To do:
1. Summarize the coffee cupping notes in two sentences.
2. Extend the coffee cupping notes with the next paragraph, picking up right after their final sentence.

Text block:
□ □ □

The Knock Box

the cupping room

Welcome to The Knock Box Cupping Room!

Here’s an archive of cupping notes I’m keeping for the various varieties I’ve been drinking. There will be an overlap with articles I post on the blog, but this is where they’ll all be collated for easy accessibility!

 

Australian Mountain Top Estate Bin 549 Fancy (Washed)

I roasted this complicated little bean to just on the start of second crack.

My cupping notes look absurd as I read over them. The dry fragrance had some deep sweetness, some spice, cloves, coriander seed, I’m not sure. Then I noticed something like tomato or capsicum, maybe sweet paprika, I don’t know. Drew suggested sun-dried tomatoes and basil, which sounds absurd, but may not be. As I broke the crust, I had absolutely no idea what I was smelling, but it is different to anything I’ve ever smelt before. My initial slurps reveal something savoury, meaty, soy sauce, I don’t know, these notes seem ridiculous, don’t they? There’s some acidity, but it’s almost salty, so I don’t know what to say about it. And the body? I couldn’t tell you.

As an espresso the savoury, meatiness is still there, though the acidity makes itself known as something like a green apple. The sweetness has turned to toffee. I think.

In milk, a piccolo latte, I can think of nothing but pine nuts. Until I discover a lingering aftertaste of sweet, sweet caramel. 

EDIT: these are the notes from my third attempt @ Bin 549

The dry fragrance was reminiscent of raisins and other dried fruit, maybe fruit cake - basically lots of dark, dried fruit and some spice. The aromatics released by breaking the crust are dark and sweet, heady, intoxicating, rich and complex. Seriously, it’s gorgeous. There’s the dried fruit again, some cinnamon, and something chocolatey. 

The first sips reflect the aromatic impressions; there is fruit in abundance, rich ‘moist’ fruitcake, a touch of spice. As it cools a sweetness and a muskiness creep in; and I love them being there! The acidity is complex, it could be red-winey, it could be orange peel; it’s there, a touch subdued, but delightfully balanced. The body is not heavy, but it is mouth-filling. And the aftertaste; delight! The incredibly complexity develops even further.

□ □ □

[Region labeling items]
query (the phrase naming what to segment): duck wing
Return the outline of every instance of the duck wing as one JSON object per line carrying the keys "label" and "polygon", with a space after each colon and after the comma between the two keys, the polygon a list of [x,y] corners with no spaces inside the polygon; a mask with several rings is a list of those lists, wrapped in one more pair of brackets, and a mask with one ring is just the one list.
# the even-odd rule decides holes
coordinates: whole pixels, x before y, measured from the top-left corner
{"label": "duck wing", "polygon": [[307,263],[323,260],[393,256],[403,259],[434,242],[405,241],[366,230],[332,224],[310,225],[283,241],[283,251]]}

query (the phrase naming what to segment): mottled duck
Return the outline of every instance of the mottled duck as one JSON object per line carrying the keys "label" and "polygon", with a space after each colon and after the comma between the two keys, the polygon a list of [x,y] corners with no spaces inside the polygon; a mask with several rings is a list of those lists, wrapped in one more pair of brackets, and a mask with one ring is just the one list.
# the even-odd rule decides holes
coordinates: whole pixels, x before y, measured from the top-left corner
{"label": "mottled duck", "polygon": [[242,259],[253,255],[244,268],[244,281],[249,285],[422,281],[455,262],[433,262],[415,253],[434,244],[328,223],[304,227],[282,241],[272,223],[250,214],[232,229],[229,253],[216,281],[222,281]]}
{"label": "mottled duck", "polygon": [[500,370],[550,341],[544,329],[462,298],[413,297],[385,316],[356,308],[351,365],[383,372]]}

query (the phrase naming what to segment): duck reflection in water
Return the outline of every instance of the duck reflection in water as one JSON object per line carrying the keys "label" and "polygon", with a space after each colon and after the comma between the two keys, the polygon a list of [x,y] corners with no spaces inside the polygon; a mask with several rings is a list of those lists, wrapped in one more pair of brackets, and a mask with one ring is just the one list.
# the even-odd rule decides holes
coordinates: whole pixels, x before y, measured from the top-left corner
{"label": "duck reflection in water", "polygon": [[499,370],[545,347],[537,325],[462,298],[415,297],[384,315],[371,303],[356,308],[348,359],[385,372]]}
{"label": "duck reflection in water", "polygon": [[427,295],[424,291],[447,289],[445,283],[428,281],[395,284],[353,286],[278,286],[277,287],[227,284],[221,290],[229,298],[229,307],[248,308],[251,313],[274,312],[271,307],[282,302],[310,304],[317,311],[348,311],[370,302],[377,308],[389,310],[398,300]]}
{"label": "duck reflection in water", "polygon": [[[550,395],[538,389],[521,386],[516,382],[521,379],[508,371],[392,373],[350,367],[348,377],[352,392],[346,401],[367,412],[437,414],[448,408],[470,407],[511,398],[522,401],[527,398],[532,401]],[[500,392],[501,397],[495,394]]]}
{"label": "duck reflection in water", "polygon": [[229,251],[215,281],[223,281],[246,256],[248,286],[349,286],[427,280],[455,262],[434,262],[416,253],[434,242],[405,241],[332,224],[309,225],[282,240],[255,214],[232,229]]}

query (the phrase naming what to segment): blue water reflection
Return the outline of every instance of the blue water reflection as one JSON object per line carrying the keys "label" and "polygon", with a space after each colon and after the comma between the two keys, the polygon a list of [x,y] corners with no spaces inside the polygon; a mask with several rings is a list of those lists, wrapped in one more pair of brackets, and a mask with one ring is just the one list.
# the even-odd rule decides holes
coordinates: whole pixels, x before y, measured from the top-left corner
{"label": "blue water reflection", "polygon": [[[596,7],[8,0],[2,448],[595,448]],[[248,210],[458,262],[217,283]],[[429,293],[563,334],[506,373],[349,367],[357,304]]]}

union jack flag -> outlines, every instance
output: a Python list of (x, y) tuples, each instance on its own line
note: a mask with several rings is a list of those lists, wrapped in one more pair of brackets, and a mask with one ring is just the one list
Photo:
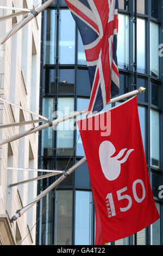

□ □ □

Per-task answers:
1. The writer keeps an archive of cupping notes and roasted Australian Mountain Top Estate Bin 549 Fancy (Washed) to the start of second crack. The first notes recorded uncertain savory impressions such as tomato, meatiness and soy sauce, while a third attempt found dark dried fruit, fruitcake, spice and chocolate, a balanced acidity like red wine or orange peel, a mouth-filling body, and a complex aftertaste.

2.
 

Australian Mountain Top Estate Bin 35 (Double Pass)

11 days post-roast: I roasted it in the Genecafé at 240°C, then dropped it to 235°C after 10 mins. FC was at 14:35. I dropped the temp in increments of 5°C once FC got underway, right down to 220°C. SC at 19min. Dumped just after the first few snaps.

The dry fragrance was complex: dry, fruity, with some curry spices. It also had a muted savoury-gamey note, and some dark sweetness. Breaking the crust opened up heady and complex aromatics; a rich, dark fruitiness, some herbaceous notes, and a muskiness. The flavours were exquisite: fruity, deep, complex, sweet; the body medium but mouth-filling. The acidity was rich orange peel, just present, but enough to add just a little sparkle to the cup. 

I like this coffee cold. Seriously. Well, tepid anyway. Plunger-filter-Reidel is just delightful. The cooling cup reveals a tropical-passionfruit feel, and an enhanced sweetness.

As an espresso, nicely balanced, dark fruity sweetness (not so much as a ristretto - the flavours seem to get squashed), and there is a delightful butteriness to it when milk is added.

 

Colombian Excelso Kachalu RFA Organic

Just a few brief notes. My first time roasting a Colombian. My aim was for just shy of SC, but I think I got a few snaps happening. Think I’ll aim for just a touch lighter next time.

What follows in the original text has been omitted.